__Task to complete__
Can you reproduce every item below with each "disc" replaced by "circle" and all else left unchanged?

——————————

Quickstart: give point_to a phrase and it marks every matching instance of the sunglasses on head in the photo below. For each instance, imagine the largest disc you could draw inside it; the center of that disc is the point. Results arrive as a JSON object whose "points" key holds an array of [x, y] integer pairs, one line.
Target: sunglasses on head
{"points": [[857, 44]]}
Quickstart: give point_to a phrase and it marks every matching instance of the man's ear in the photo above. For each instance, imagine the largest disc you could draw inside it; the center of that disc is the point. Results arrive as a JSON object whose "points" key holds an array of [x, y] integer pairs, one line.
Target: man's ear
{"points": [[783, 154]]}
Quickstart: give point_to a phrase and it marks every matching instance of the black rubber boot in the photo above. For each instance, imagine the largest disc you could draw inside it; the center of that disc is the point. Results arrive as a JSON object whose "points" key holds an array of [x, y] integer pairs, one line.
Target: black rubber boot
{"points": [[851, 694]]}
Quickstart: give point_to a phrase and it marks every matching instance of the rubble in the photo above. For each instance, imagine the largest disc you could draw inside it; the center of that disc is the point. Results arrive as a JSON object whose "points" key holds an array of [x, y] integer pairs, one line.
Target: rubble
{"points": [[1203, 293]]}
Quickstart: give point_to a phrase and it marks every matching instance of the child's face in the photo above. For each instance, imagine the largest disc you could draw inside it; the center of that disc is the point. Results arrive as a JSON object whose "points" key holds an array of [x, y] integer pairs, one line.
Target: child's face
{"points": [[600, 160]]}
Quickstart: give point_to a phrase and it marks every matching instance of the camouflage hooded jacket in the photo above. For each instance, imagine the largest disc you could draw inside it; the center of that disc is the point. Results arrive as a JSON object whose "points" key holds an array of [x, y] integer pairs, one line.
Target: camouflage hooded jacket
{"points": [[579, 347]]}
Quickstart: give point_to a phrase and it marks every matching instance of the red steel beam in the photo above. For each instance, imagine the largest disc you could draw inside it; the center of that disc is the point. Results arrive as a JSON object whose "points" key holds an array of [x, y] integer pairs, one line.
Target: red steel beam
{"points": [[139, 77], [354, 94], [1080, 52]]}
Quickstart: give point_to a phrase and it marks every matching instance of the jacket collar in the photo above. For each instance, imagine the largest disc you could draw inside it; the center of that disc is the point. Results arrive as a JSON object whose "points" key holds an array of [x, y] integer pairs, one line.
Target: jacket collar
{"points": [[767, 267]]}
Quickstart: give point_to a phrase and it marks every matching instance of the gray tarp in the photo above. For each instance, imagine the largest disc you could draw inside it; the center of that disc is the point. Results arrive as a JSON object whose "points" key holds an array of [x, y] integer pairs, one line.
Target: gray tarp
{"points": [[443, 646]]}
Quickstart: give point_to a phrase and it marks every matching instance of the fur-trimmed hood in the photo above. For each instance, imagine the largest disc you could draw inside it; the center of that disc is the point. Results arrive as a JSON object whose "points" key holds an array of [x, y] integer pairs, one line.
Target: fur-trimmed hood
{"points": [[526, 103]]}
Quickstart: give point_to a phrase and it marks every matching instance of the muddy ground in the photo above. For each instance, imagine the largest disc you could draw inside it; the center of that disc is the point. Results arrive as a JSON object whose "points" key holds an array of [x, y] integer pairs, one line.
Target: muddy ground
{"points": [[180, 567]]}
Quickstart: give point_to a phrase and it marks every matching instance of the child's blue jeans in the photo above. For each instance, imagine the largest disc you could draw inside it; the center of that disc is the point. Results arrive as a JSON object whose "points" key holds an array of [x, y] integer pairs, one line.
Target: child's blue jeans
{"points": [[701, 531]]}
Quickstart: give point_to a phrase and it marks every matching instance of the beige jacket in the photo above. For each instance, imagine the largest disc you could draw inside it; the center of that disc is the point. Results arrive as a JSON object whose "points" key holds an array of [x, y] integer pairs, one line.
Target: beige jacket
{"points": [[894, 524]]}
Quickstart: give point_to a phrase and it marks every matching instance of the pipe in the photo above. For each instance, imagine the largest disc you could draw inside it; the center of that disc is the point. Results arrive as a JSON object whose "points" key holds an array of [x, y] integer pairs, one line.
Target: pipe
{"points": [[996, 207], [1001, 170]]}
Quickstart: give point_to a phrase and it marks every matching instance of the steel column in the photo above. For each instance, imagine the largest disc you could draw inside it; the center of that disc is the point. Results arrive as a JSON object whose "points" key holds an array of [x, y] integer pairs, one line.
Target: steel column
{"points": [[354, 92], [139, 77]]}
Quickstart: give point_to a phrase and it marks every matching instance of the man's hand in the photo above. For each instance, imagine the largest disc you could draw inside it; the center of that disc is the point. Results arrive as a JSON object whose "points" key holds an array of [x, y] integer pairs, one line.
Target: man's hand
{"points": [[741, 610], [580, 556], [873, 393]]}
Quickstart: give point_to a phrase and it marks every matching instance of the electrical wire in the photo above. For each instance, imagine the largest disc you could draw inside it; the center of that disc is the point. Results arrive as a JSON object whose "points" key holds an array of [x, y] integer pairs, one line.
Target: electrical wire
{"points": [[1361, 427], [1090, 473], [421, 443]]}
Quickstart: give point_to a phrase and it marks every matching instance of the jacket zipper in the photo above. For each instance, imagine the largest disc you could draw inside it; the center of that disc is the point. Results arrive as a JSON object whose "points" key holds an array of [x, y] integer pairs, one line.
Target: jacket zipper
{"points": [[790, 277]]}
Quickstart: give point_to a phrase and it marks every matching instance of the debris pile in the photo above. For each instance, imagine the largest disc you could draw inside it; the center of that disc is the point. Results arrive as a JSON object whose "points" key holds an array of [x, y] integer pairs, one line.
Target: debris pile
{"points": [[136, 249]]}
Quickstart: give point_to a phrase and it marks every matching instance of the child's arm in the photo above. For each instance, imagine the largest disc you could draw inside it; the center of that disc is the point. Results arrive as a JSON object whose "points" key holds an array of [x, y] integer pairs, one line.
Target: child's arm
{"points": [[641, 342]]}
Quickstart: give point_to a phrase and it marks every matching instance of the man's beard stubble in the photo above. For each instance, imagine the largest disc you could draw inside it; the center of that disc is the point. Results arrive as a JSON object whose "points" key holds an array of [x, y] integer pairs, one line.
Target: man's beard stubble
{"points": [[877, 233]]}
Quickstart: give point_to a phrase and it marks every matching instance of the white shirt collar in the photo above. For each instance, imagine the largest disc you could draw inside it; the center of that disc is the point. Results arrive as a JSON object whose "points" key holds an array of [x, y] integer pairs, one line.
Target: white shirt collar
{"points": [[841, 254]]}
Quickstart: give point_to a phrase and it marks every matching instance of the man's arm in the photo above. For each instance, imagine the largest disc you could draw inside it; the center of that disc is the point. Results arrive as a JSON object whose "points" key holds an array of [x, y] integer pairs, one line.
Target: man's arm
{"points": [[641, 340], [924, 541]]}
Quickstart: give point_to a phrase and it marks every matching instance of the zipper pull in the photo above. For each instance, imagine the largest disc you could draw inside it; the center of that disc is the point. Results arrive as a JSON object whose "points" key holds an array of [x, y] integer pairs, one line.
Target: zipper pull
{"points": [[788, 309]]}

——————————

__The response__
Quickstart: give point_to a phrase and it marks every matching instance of the sunglasses on head in the photo below. For each instance, imagine the largest circle you could draw inside it; the center of that circle is the point. Results arrive as a JSON object whose "points" key holds an array of [x, y] integer pairs, one line.
Target: sunglasses on head
{"points": [[857, 44]]}
Quickstart: give point_to a phrase and it marks every matching instance of the man's ear in the photo above. For each instance, imagine the largest circle you could draw inside it; the center of that circle is the point. Results arrive as a JSON object whose "points" key holds an array of [x, y] integer pairs, one line.
Target: man's ear
{"points": [[783, 154]]}
Quickstart: give point_to a phrase and it marks every matching instance of the black rubber boot in the photo above. For each instance, imagine the largest circle you could draw inside it; the center of that circle is the point. Results arrive as a JSON object whose "points" key holds an array of [x, y] integer pairs, one line.
Target: black rubber boot
{"points": [[851, 694]]}
Quickstart: give point_to a phrase and it marks every matching instance of the rubble in the photo above. For each instance, imagine the largest circle you could draw inside it; the center of that circle is the point. Results arrive as a JSON object whose "points" key holds an array of [x, y] integer pairs, one line.
Target: rubble
{"points": [[1203, 293]]}
Quickstart: give point_to a phrase and it marks every matching instance of the child's face in the photo above. For each instance, imagine the largest circle you could draw inside it; the center of that circle is the point. Results arrive as a JSON object whose "points" key holds an array of [x, y] integer pairs, one line.
Target: child's face
{"points": [[600, 160]]}
Quickstart: give point_to a phrase and it marks every matching instance of the camouflage hooded jacket in the photo above. For each instance, imagine the largest circle you could draw inside it; the center of that circle is the point. Results arrive as a JSON object whose "points" key holds an array of [x, y] integer pairs, one line.
Target: camouflage hooded jacket
{"points": [[579, 347]]}
Quickstart: give point_to a phrase and it marks every matching instance of the red steel beam in the photo above. For each instance, imagine the largest circle you could draw inside it; the center of that circle is the point. Results arrive as a JSON object whose "points" key holds an array of [x, y] integer pairs, one line.
Target: red steel beam
{"points": [[139, 77], [354, 94], [1080, 52]]}
Quickstart: give point_to a phrase and it marks every matching instance of the jacket collar in the photo above. For each instance, imagine the largest circle you could draw inside it; the center of that circle is the point. Results arrive as a JSON object whose "points" key holds an array of [x, y] integer pairs, one line.
Target: jacket collar
{"points": [[767, 267]]}
Quickstart: give point_to a phrase and it marks every matching instance of the gray tarp in the photo above. For each instance, imagine the largest circle you could draw inside it; the center of that circle is the point. Results arrive as a JSON object whose "points" key holds an array of [x, y] integer pairs, one line.
Target: gray tarp
{"points": [[443, 646]]}
Quickstart: give point_to a phrase and it marks every matching instance of the fur-trimmed hood in the photo above. For each instance, imagine the largest circle you could draw inside it; the center of that circle is the point. Results arrive as a JSON object whose "points" key holds an array of [x, y] integer pairs, one line.
Target: fur-trimmed hood
{"points": [[526, 103]]}
Quickstart: give point_to a phrase and it marks every matching instance of the muddy ground in the photo above. For each instance, imagine the largest circle you could draw inside it; the center of that circle is the point. Results arrive as a JSON object whose "points" key holds an array of [x, y] integer pairs, one line.
Target: muddy ground
{"points": [[180, 567]]}
Quickstart: give point_to a phrase and it marks every matching instance of the child's blue jeans in the photo above. For each instance, imagine the largest circle you could draw inside it; the center of that circle is the point. Results arrive as a JSON object whose "points" key holds an array of [x, y] integer pairs, one line.
Target: child's blue jeans
{"points": [[701, 531]]}
Quickstart: give point_to a phrase and it marks every matching instance of the beige jacket in the photo above. For each instance, imagine the largest circle you could draw inside it; the center of that circle is the point. Results arrive as a JSON object whose "points" key holds an array of [x, y] integer pairs, one line.
Target: beige jacket
{"points": [[894, 524]]}
Quickstart: give point_to a phrase and it marks every matching instance of the pipe in the photo above. For each instance, imagine the largest circle you could draw inside it; the center of that circle is the point. Results arrive as a JSON object whose "points" key holds an array of [x, y] integer pairs, one line.
Target: pipe
{"points": [[996, 207], [1001, 170]]}
Quickstart: give point_to a phrase and it marks every matching instance of the steel column in the photo above. For each instance, imagine the largest circle you could draw inside it; the center of that circle is the point. Results arrive as a JSON object whose "points" key holds an array of [x, y] integer pairs, one line.
Target: steel column
{"points": [[354, 92], [139, 77]]}
Quickstart: give point_to a phrase and it marks every matching instance of the man's hand in the photo above. For each instance, imagine the largest circle you could draw inside it; the center of that circle is the point. Results arrive as a JSON object whose "points" key holds an array of [x, y] integer pairs, one line.
Target: man's hand
{"points": [[741, 610], [580, 556], [873, 393]]}
Quickstart: give point_to a phrase and it marks every matching instance of the electrical wire in the photo above. For each instance, imagine the largest circle you could draw inside it; the center of that circle is the point. Results arrive as a JSON object whose "points" key holds an array of [x, y] integer pairs, one line.
Target: electrical wire
{"points": [[1361, 427], [1090, 473], [421, 443]]}
Quickstart: give point_to a phrase and it marks every matching instance of the jacket zipper in the photo above. For each instance, imagine the largest circle you could draw inside it; the center of that circle is the point. Results arrive as a JSON object whose "points" key holds an array of [x, y] integer pairs, one line.
Target: jacket zipper
{"points": [[790, 277]]}
Quickstart: give point_to a phrase and it marks every matching instance of the debris pile in the photo above. For each instance, imagine the largest circle you could draw inside it; the center of that circle is the point. Results arrive as a JSON object whose "points" key holds an array of [x, y] integer pairs, one line.
Target: debris pile
{"points": [[136, 249]]}
Quickstart: give point_to a phrase and it marks every matching instance of the child's arm in the photo above. For each instance, imagine the largest circle you could draw inside it; the center of that circle is the point. Results arrive as a JSON object whose "points" key holds an array of [x, y] integer pairs, one line.
Target: child's arm
{"points": [[641, 342]]}
Quickstart: give point_to a phrase and it marks every matching instance of the man's beard stubble in the photo above. For each instance, imagine the largest circle you could draw inside it; the center of that circle is the point. Results arrive as a JSON object whose "points" key holds an array of [x, y] integer pairs, one line.
Target: man's beard stubble
{"points": [[877, 233]]}
Quickstart: give point_to a phrase and it marks every matching instance of the white shirt collar in the photo above. For each instance, imagine the largest circle you could draw inside it; the center of that circle is the point. Results arrive as a JSON object whose "points" key holds an array of [x, y] integer pairs, one line.
Target: white shirt collar
{"points": [[841, 254]]}
Quickstart: give point_to a phrase and it marks every matching instance of the man's arm in the photo above. For each instance, imagine the largest circle you could draw inside it; the center of that circle is the point. Results arrive as a JSON object whose "points" key holds an array of [x, y] integer pairs, one line.
Target: man's arm
{"points": [[641, 340], [924, 541]]}
Quickstart: give point_to a phrase and it marks every matching instance of the zipper pull in the photo above. For each instance, imagine the largest circle you could draw inside it; the center of that circle is the point. Results arrive as a JSON object whose "points" key holds an array of [x, y] integer pairs, one line.
Target: zipper pull
{"points": [[788, 309]]}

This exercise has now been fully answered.